EXCERPT TO READ below:

Pete and I were both kind of slow adopters when it came to digital music. Still are, I guess, since we are the last underground band who still presses CDs. Back at the beginning during the five or so months during the spring semester of my last year of college (2001), I was taking one class and working almost full time on a grant project. The computer I was given for that job already had Napster on it and I reasoned that it was ok to download albums I already had so that I didn't have to drag a bunch of CDs along with me, but that's as far as I took it. It felt icky otherwise. Then a couple of years later we'd gotten a new laptop and Pete decided to sit down and figure out how to download music for free. The very first thing we downloaded had a massive virus and the laptop never really recovered. It eventually became the This Machine Kills Fascists laptop we used during live shows for YEARS and years but it couldn't do much else than play the EG backing track.
One day our friend Jeff was talking about some new music he heard and we were lamenting the fact that we felt weird about pirating music and besides we can't seem to do it without killing a computer and Jeff was like "you know what would work good for you guys? Apple iTunes." He explained that we could just download some software and buy songs for like a dollar apiece, so that if there was a one-off song that we just *wanted,* we could have it without going to a store or committing to having an overpriced CD single (fuck that, right?) in our home for the rest of our lives.
I bring this up because I think of the Darkness and "I Believe in a Thing Called Love" as a perfect early-iTunes situation and I believe was one of the first tracks we bought on the platform. The song is excellent. SUPER excellent. And it seemed a straight-faced but ironic take on something maybe a little too recent to be retro but very worthy of an extremely competent parody. So like, I'm not at all interested in an entire album's worth of Darkness songs, I just want "I Believe" on repeat. And I could have it, "Jesus Walks," "Against All Odds," and "Boys of Summer" at my fingertips for the low, low price of just under $4. Amazing.
It goes without saying that this early take on digital music is quaint. Now I can listen to this song any time I want FOR FREE and enjoy the fucking outstanding video on top of it. I could watch this video all day. I think the musician's favorite is probably the Marshall Stacks part, but I like the giant squid wrestling with the spaceship.
I think this is probably the perfect song for the early 21st century because I can actually enjoy it, I can see aspects of it that are a joke, am impressed by how good the songwriting and musicianship is, but don't understand why it happened or why anyone would want to listen to more than one song by them. I guess being treated like a "joke band" has been a persistent irritation throughout their career, but I don't know what would separate a "joke band" and the Darkness. And I don't know whether it matters if they're a "joke band" that people actually enjoy and a real band that is really funny most of the time. But also, on a personal level, I completely get it.

End of EXCERPT TO READ.

## TASK LIST
a) In the post about early digital music, what did Jeff recommend to the writer and Pete as a way to get music?
b) Please repeat the part of the post about early digital music starting at "I bring this" and ending at "under $4. Amazing.".

SUPPLIED DATA below:

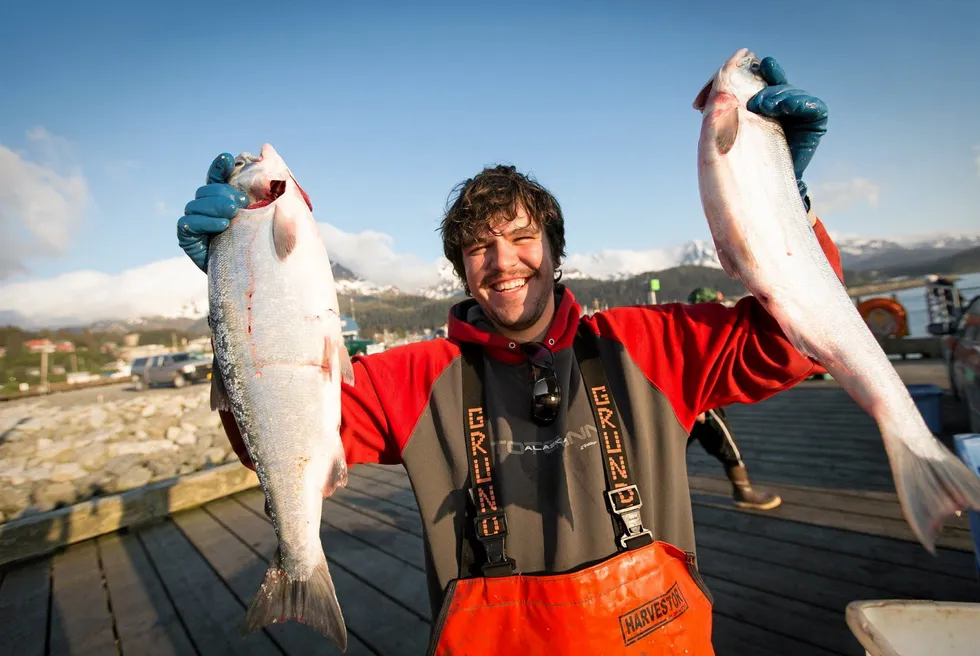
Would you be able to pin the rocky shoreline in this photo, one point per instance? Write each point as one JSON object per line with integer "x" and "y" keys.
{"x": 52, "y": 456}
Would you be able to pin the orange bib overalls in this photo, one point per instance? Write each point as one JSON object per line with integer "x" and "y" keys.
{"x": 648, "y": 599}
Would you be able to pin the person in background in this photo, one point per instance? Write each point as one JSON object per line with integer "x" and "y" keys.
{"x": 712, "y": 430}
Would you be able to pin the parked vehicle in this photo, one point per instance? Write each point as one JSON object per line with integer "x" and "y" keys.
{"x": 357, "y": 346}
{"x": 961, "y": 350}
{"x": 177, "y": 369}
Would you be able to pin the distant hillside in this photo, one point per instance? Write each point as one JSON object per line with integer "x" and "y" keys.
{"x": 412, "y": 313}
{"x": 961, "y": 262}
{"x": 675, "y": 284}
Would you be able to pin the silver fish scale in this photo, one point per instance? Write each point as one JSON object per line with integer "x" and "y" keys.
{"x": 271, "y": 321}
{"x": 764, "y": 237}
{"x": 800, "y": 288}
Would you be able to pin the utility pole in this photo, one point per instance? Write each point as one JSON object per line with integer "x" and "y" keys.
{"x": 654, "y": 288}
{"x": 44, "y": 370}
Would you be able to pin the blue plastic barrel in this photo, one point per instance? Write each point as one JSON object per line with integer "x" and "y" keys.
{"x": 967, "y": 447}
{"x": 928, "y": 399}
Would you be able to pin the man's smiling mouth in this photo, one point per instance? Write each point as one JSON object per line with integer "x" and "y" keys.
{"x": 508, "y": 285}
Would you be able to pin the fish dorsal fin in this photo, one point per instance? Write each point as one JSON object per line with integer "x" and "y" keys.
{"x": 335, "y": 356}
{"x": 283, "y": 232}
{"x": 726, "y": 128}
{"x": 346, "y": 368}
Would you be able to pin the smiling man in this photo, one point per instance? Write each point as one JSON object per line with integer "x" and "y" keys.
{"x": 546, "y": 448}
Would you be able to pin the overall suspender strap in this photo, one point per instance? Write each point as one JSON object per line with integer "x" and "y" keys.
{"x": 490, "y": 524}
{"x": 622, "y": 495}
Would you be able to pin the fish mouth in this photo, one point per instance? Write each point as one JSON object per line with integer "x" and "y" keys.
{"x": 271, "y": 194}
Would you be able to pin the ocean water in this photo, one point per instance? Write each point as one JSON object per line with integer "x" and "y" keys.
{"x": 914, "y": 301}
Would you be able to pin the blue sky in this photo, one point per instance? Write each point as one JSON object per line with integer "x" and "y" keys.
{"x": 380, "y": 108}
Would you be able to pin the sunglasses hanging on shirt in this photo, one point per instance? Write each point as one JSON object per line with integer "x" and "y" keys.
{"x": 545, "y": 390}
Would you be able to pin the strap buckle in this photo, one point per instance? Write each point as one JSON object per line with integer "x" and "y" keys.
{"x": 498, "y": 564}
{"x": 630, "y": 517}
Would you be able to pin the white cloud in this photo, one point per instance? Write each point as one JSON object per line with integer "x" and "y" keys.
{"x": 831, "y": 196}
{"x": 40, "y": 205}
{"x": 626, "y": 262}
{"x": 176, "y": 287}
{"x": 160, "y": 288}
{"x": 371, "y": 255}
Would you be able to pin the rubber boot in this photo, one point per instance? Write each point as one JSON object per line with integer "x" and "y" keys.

End of SUPPLIED DATA.

## EXERCISE ANSWERS
a) Apple iTunes.

b)
I bring this up because I think of the Darkness and "I Believe in a Thing Called Love" as a perfect early-iTunes situation and I believe was one of the first tracks we bought on the platform. The song is excellent. SUPER excellent. And it seemed a straight-faced but ironic take on something maybe a little too recent to be retro but very worthy of an extremely competent parody. So like, I'm not at all interested in an entire album's worth of Darkness songs, I just want "I Believe" on repeat. And I could have it, "Jesus Walks," "Against All Odds," and "Boys of Summer" at my fingertips for the low, low price of just under $4. Amazing.